- TASK STATEMENT
Reproduce exactly the lines below from the one containing "Note: for this drill we locate the hiking" through the one containing "Note: for this drill we locate the person", including both, and nothing else.

- MATERIAL SHOWN
----------------
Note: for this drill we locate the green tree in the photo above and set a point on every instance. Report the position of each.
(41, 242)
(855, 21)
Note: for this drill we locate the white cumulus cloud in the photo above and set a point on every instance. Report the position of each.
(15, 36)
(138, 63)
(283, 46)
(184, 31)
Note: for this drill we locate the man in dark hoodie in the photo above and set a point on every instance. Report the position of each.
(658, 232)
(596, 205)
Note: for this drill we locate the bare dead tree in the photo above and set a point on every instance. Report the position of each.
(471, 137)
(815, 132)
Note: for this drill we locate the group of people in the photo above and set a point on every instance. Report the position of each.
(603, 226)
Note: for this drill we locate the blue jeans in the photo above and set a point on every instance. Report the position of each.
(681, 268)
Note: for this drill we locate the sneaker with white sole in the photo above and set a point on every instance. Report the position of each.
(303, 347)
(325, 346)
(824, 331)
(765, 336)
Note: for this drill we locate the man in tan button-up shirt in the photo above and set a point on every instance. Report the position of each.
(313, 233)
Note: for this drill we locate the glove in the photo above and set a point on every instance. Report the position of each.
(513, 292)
----------------
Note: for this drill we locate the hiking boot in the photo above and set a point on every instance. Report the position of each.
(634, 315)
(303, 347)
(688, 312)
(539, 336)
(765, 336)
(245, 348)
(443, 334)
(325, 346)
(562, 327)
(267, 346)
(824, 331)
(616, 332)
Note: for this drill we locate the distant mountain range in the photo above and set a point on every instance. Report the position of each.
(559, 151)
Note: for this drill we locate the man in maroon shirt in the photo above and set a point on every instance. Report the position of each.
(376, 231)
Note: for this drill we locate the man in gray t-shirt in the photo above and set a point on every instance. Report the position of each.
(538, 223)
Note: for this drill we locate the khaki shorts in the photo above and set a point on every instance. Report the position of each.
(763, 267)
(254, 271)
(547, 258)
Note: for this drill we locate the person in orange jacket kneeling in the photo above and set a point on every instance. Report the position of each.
----------------
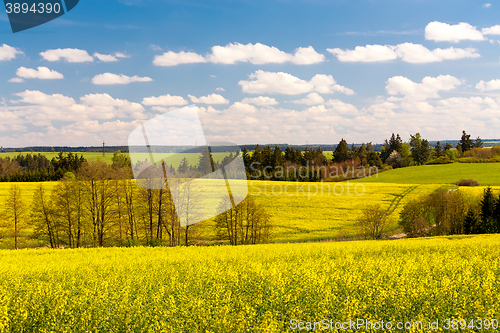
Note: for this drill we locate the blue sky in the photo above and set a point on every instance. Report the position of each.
----------------
- TASK RESULT
Note: for this drill we locate the hiking boot in the photo above and set a point on every instance. Report the position of each.
(634, 315)
(303, 347)
(688, 312)
(539, 336)
(765, 336)
(245, 348)
(443, 334)
(325, 346)
(562, 327)
(267, 346)
(824, 331)
(616, 332)
Note: for this drill we locate the distant mountain range in the photo above and set a point on every instance. Report the position of each.
(559, 151)
Note: for this drill we locate the man in maroon shirt in the photo above and set a point on every instance. Report the position of each.
(376, 231)
Note: for this drill we locate the man in gray t-shirt in the photo above and set a point on every instance. Report the position of each.
(538, 223)
Note: for this drill we locate the khaki shorts in the photo above and set a point on every instance. Report the position of each.
(763, 267)
(254, 271)
(547, 258)
Note: for this drill we locate the person in orange jacket kneeling in the photo above and set a point on every instance. Report the position of each.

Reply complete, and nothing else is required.